**Reading text**
::::::::
The cuisine of the Caucasus refers to the cuisine of Armenia, Azerbaijan, Georgia and North Caucasus.

Traditional dishes

Plates

Some popular cheeses from the Caucasus include:
 Ashvlagwan (Ашвлагуан) — Abkhaz smoked cheese, similar to sulguni.
 Chechil (Չեչիլ) — String (often smoked) cheese, made in Armenia.
 Chechili (ჩეჩილი) — Cheese in shape of ropes, made in south Georgia.
 Adyga kwae — (Адыгэ Къуае) - Mild cheese, made in Circassia.
 Chkinti' (ჭყინტი) - Salty and "juicy" cheese made originally in Imereti.
 Dambalkhacho (დამბალხაჭო) — "Rotten" cheese made in Pshavi and Mtiuleti.
 Guda (გუდა) — Cheese made from sheep milk in Tusheti. Its preparation takes 20 days.

 Iron tsykht (Ирон Цыхт) — Cheese made in Ossetia.
 Qatik — Sour creamy cheese, made in Azerbaijan.
 Sulguni (სულგუნი) — One of the most famous cheeses from Mingrelia, made from cow or buffalo milk.
 To-beram (ТIо-берам) — Cottage cheese mixed with sour cream, made traditionally in Chechnya and in Ingushetia.

Dough

 Achma (აჩმა / Ачма) — Fluffy pastry with cheese, traditionally made in Georgia, especially in Abkhazia.
 Afar (Афарар) — Lezgian flatbread stuffed with various fillings, mostly meat or cottage cheese.
 Chepalgash (ЧIепалгаш) — Chechen and Ingush pie filled with cottage cheese and wild garlic.
 Chudu (Чуду) — Sort of pie, made in Dagestan with various fillings (meat, cheese, cottage cheese, herbs, etc).
 Dalnash (Далнаш) — Chechen and Ingush pie filled with lard and wild garlic.
 Haliva (Хьэлжъо) — Circassian triangular fried pie, often filled with Circassian cheese and potatoes.
 Hingalsh (Хингалш) — Chechen and Ingush pie with a half-round shape, filled with pumpkin.

 Kubdari (კუბდარი) — Svan pie filled with spicy meat.
 Khachapuri (ხაჭაპური) — Georgian pie filled with cheese. This dish has a lot of regional variation, the most famous being Adjaruli Khachapuri, shaped in a form of a boat.
Khichin (Хычин) — Balkar and Karachay pie filled with various stuffing.
 Ossetian Pies — Davondzhin (filled with a mixture of Ossetian cheese and wild garlic leaves / Kabuskadzhin (filled with cabbage and cheese) / Kartofdzhin (filled with potato and cheese) / Nasdzhin (filled with mashed pumpkin) / Khabizdzhin (filled with cheese and potato) / Artadzhikhon (filled with cheese) / Fidzhin (filled with minced meat) / Kh'adurdzhin (filled with kidney beans) / Tsakharadzhin (filled with beetroot and cheese).
 Qutab — Azerbaijani cooked dough filled with meat or pumpkin.
 Zhingyalov hats (Ժենգյալով հաց) — Armenian flatbread stuffed with diced herbs and vegetables such as spinach.
::::::::
**Stated goal A**
According to the text on Caucasus cuisine, how many days does the preparation of Guda take?
**Stated goal B**
Pick up the text on Caucasus cuisine right after its final line and keep writing.
::::::::
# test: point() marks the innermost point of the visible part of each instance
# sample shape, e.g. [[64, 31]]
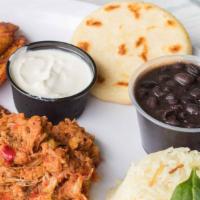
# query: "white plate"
[[114, 126]]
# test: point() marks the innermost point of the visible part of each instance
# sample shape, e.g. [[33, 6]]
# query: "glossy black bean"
[[184, 78], [171, 99], [169, 116], [143, 92], [149, 84], [163, 77], [192, 109], [157, 91], [171, 83], [193, 70], [186, 99], [151, 102]]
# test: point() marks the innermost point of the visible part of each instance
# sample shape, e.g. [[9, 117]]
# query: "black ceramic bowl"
[[58, 108], [155, 134]]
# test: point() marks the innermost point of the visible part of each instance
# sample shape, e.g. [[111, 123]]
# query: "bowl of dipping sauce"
[[51, 78], [166, 95]]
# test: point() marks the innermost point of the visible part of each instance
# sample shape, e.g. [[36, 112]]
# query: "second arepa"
[[120, 36]]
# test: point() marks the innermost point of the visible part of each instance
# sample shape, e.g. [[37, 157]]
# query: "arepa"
[[157, 175], [120, 36]]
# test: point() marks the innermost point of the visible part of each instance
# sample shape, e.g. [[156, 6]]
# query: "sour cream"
[[50, 73]]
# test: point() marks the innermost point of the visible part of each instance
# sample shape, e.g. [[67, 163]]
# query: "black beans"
[[163, 77], [186, 99], [195, 92], [192, 109], [184, 78], [171, 94], [157, 91], [169, 117], [152, 102], [171, 99], [149, 84], [193, 70]]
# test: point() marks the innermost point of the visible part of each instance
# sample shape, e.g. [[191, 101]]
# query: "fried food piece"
[[17, 43], [3, 111], [42, 161], [7, 35]]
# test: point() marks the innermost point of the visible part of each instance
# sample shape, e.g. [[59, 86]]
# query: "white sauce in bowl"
[[50, 73]]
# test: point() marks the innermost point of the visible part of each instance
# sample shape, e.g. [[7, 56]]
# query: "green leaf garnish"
[[188, 190]]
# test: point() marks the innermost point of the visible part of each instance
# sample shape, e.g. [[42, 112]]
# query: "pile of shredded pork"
[[40, 161]]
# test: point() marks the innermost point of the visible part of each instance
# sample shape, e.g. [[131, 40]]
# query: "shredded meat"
[[39, 161]]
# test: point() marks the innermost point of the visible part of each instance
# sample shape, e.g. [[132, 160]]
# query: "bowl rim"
[[159, 62], [55, 45]]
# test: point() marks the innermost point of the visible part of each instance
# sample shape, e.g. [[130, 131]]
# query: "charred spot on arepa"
[[176, 168], [122, 83], [170, 22], [94, 22], [135, 9], [122, 49], [151, 27], [100, 79], [111, 7], [140, 41], [148, 6], [175, 48], [84, 45]]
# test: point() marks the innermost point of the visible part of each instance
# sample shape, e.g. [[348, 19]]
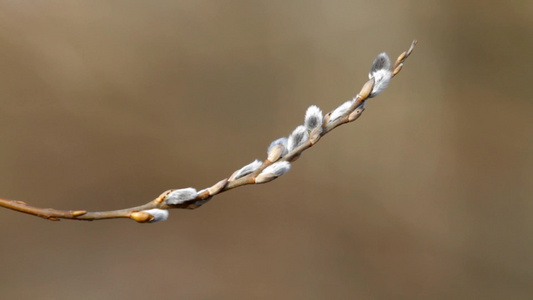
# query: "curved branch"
[[281, 154]]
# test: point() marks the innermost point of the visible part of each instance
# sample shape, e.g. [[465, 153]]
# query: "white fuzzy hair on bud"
[[340, 111], [158, 214], [299, 136], [281, 141], [381, 73], [273, 171], [313, 117], [179, 196], [249, 168]]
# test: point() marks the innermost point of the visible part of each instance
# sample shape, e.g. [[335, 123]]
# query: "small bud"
[[366, 89], [381, 73], [354, 115], [157, 214], [299, 136], [282, 142], [276, 152], [179, 196], [215, 189], [273, 171], [313, 117], [78, 213], [340, 111], [142, 216], [249, 168]]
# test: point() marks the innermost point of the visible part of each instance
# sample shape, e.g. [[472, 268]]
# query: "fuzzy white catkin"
[[273, 171], [249, 168], [340, 111], [381, 73], [313, 117], [158, 214], [180, 196], [281, 141], [299, 136]]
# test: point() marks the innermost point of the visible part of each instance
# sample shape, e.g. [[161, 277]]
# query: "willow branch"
[[281, 154]]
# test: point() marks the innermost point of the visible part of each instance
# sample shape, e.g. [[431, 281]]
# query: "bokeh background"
[[106, 104]]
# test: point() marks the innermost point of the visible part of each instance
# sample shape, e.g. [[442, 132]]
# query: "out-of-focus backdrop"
[[106, 104]]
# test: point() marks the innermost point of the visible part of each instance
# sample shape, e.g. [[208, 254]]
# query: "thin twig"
[[280, 155]]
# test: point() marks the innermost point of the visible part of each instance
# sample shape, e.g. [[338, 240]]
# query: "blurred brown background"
[[106, 104]]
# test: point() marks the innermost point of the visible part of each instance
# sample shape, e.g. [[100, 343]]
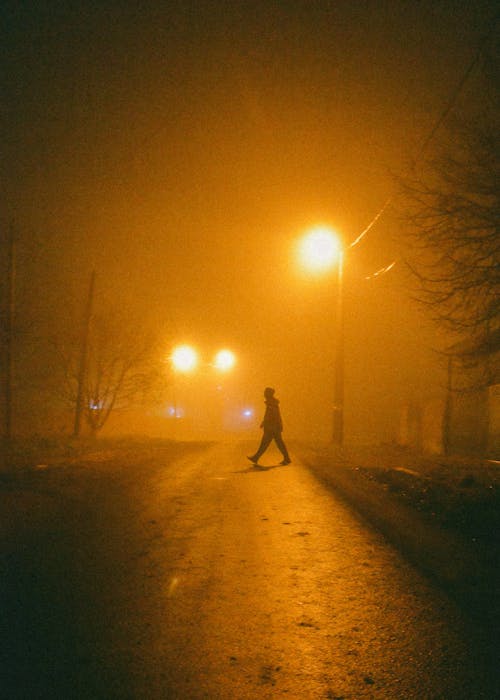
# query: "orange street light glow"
[[184, 358], [320, 249], [224, 360]]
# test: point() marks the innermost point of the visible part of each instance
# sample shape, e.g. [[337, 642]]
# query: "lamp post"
[[319, 251]]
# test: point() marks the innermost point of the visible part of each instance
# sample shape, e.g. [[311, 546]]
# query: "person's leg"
[[264, 444], [282, 447]]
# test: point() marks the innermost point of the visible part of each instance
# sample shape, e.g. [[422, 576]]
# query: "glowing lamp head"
[[184, 358], [320, 249], [224, 360]]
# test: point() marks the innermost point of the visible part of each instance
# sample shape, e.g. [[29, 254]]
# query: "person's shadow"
[[258, 468]]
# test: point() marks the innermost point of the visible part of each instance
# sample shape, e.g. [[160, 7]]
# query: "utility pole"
[[8, 331], [84, 346], [338, 386]]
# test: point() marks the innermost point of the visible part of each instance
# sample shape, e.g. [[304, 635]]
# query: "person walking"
[[273, 427]]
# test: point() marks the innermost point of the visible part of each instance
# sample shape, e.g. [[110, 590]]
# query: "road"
[[154, 575]]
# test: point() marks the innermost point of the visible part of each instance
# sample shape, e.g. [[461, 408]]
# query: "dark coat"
[[272, 417]]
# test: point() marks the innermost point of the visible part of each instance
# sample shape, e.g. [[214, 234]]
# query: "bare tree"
[[123, 367], [451, 216]]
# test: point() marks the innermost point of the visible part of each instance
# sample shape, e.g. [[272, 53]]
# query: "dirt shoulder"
[[442, 513]]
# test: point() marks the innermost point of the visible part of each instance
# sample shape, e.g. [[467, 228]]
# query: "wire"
[[437, 124]]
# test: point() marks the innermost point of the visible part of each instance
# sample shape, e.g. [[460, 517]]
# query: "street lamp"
[[319, 251]]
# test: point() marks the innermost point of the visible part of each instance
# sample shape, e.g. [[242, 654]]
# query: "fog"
[[181, 149]]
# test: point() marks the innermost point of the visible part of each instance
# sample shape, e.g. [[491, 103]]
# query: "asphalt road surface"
[[196, 575]]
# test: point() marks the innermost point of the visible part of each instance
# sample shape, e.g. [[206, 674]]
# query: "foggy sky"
[[180, 148]]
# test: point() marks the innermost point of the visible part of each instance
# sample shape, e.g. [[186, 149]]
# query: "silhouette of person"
[[272, 426]]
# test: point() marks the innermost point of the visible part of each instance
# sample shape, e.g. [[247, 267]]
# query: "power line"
[[437, 124]]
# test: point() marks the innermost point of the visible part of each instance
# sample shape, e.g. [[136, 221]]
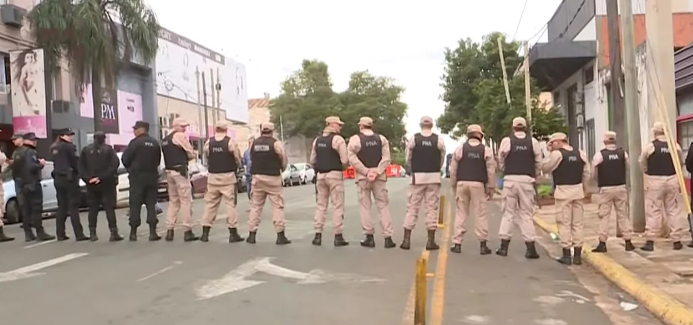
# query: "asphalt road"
[[181, 283]]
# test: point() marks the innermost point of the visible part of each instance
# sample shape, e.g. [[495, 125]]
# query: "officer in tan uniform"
[[571, 171], [609, 170], [369, 154], [224, 159], [269, 160], [425, 155], [328, 157], [519, 157], [472, 175], [177, 153], [662, 191]]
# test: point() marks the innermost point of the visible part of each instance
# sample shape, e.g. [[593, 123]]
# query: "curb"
[[666, 308]]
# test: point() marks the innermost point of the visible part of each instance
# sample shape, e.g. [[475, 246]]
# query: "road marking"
[[31, 270]]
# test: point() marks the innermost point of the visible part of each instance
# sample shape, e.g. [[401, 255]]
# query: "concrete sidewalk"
[[662, 281]]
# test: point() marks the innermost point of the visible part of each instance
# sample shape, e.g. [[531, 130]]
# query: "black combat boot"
[[281, 239], [531, 252], [234, 237], [368, 241], [483, 248], [251, 237], [3, 237], [577, 255], [503, 250], [431, 243], [406, 240], [205, 234], [317, 240], [389, 243], [601, 248], [649, 246], [566, 259], [189, 236], [339, 241]]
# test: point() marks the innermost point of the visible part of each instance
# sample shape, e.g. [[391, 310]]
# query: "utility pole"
[[637, 201], [618, 123]]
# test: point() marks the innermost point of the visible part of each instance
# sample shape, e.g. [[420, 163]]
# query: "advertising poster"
[[28, 92]]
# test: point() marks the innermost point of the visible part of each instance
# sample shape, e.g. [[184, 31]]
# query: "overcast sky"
[[401, 39]]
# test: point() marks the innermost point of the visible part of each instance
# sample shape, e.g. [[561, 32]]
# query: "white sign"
[[236, 280]]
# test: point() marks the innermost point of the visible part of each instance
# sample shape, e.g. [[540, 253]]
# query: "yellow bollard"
[[420, 293], [441, 213]]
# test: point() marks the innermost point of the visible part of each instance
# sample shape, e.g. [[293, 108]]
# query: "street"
[[177, 283]]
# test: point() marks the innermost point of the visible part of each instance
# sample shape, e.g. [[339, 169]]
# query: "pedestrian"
[[571, 172], [66, 182], [329, 157], [520, 158], [425, 155], [369, 154], [609, 169], [223, 157], [472, 176], [177, 154], [662, 190], [31, 190], [269, 160], [98, 167], [142, 158]]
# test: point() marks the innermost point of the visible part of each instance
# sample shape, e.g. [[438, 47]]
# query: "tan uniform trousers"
[[517, 207], [330, 188], [265, 187], [180, 200], [429, 195], [220, 186], [470, 196], [662, 200], [616, 197], [378, 189]]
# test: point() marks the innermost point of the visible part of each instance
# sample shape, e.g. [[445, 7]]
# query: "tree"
[[96, 37], [474, 92]]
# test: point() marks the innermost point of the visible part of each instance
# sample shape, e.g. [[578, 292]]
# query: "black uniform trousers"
[[68, 195], [143, 190], [102, 195]]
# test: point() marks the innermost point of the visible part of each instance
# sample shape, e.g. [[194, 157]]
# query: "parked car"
[[306, 171]]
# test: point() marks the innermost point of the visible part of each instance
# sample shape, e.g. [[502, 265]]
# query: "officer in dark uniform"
[[31, 190], [98, 165], [142, 158], [66, 175]]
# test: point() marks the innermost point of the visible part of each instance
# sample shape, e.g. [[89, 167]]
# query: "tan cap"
[[519, 121], [334, 119], [269, 126], [366, 121]]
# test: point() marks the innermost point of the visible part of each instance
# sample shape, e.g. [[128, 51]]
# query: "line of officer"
[[662, 189], [177, 154], [98, 167], [224, 159], [142, 158], [425, 155], [268, 161], [520, 158], [369, 154], [571, 172], [329, 157], [472, 175], [66, 182], [610, 169]]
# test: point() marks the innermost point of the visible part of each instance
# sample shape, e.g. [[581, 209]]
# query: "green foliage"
[[307, 98], [474, 92]]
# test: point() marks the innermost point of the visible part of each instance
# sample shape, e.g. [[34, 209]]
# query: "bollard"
[[441, 213], [420, 294]]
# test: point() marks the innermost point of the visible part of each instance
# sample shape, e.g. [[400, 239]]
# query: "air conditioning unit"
[[12, 15]]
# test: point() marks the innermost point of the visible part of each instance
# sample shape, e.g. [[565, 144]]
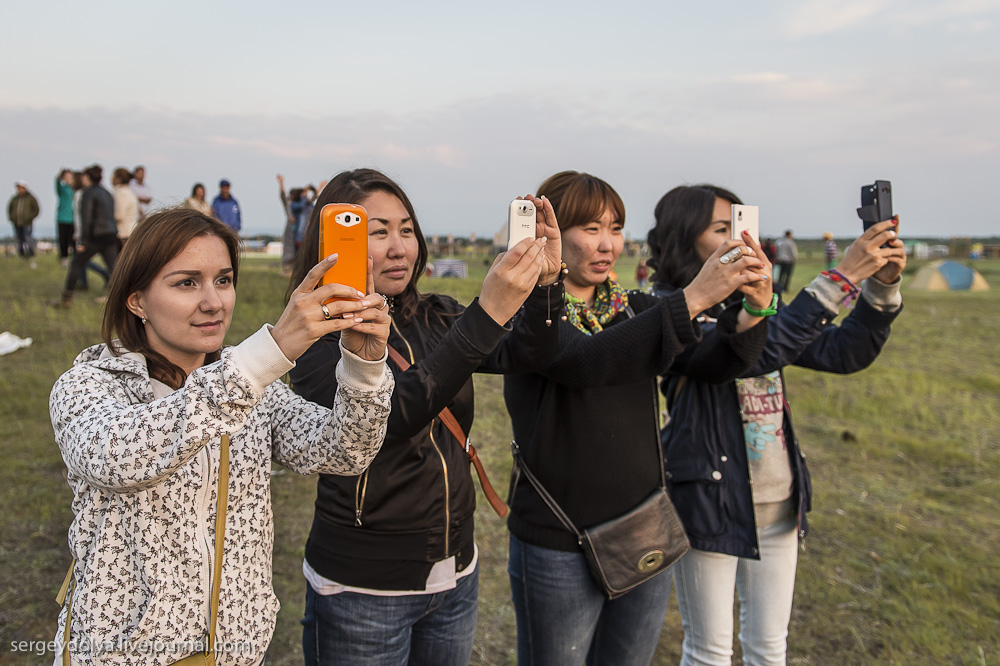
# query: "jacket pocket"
[[699, 498]]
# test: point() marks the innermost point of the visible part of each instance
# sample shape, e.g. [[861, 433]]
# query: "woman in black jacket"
[[586, 425], [738, 478], [391, 562]]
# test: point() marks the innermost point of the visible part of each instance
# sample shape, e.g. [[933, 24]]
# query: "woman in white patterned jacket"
[[141, 420]]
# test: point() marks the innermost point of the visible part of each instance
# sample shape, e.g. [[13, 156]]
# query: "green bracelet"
[[766, 312]]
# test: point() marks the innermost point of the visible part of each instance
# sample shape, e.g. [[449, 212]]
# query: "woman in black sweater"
[[391, 559], [587, 425]]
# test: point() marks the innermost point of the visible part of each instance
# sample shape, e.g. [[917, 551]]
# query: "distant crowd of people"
[[91, 220]]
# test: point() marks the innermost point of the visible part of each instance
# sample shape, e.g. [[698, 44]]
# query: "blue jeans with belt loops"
[[411, 630], [563, 618]]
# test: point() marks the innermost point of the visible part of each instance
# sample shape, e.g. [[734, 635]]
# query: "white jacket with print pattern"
[[144, 472]]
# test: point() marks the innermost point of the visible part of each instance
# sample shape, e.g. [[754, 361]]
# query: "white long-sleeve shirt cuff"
[[360, 374], [260, 359]]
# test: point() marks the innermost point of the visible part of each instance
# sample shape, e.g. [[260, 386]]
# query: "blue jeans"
[[412, 630], [563, 617]]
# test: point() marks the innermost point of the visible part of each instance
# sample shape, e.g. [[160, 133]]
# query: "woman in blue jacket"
[[737, 475]]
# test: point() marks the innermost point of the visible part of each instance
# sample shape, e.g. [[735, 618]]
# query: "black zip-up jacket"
[[414, 505], [587, 423], [704, 447]]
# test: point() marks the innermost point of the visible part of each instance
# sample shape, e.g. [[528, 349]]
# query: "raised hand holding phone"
[[511, 278], [370, 333], [521, 220]]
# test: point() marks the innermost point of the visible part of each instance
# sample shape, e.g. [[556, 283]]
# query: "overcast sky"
[[793, 105]]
::::::::
**Task output A**
20 days.

**Task output B**
Starters and snacks

 Ajapsandali (აჯაფსანდალი / Աջափսանդալ / Əcəbsəndəl) — Cold starter containing aubergines, potatoes and spices. It is traditionally made in Georgia, Armenia and in Azerbaijan.
 Basturma (Բաստուրմա / Basdırma) — Seasoned and air-dried cured beef.
 Choban salad (Çoban) — Azerbaijani salad made from tomatoes and cucumbers.
 Dolma / Tolma (Dolma / Տոլմա / Tolma / Долма) — Vegetable (cabbage, zucchini, grape leaf, aubergine, pepper) stuffed with minced meat and rice, mostly made in Armenia and Azerbaijan.
 Kupati (კუპატი)  Sausage made in Western Georgia.
 Lobio (ლობიო) — Cooked minced beans with addition of coriander, walnuts, garlic and onion.
 Nigvziani Badrijani (ნიგვზიანი ბადრიჯანი) — Fried aubergine with walnut sauce and pomegranate seeds.
 Pkhali (ფხალი) — Minced vegetables (cabbage, beet, aubergine) with pomegranate seeds.
 Sujuk (Սուջուխ / Sucuk) — Dry and spicy sausage, mostly made in Armenia and Azerbaijan.

Soups

 Bugleme (Буглеме) — Meat stew, served by the Mountain Jews.
 Chakapuli (ჩაქაფული) — Stew made of lamb or beef (or veal), tarragon and cherry plums in Eastern Georgia (Kakheti and Kartli).
 Chakhokhbili (ჩახოხბილი) — Soup made of tomatoes and poultry meat (mostly chicken or turkey) which originated in Western Georgia.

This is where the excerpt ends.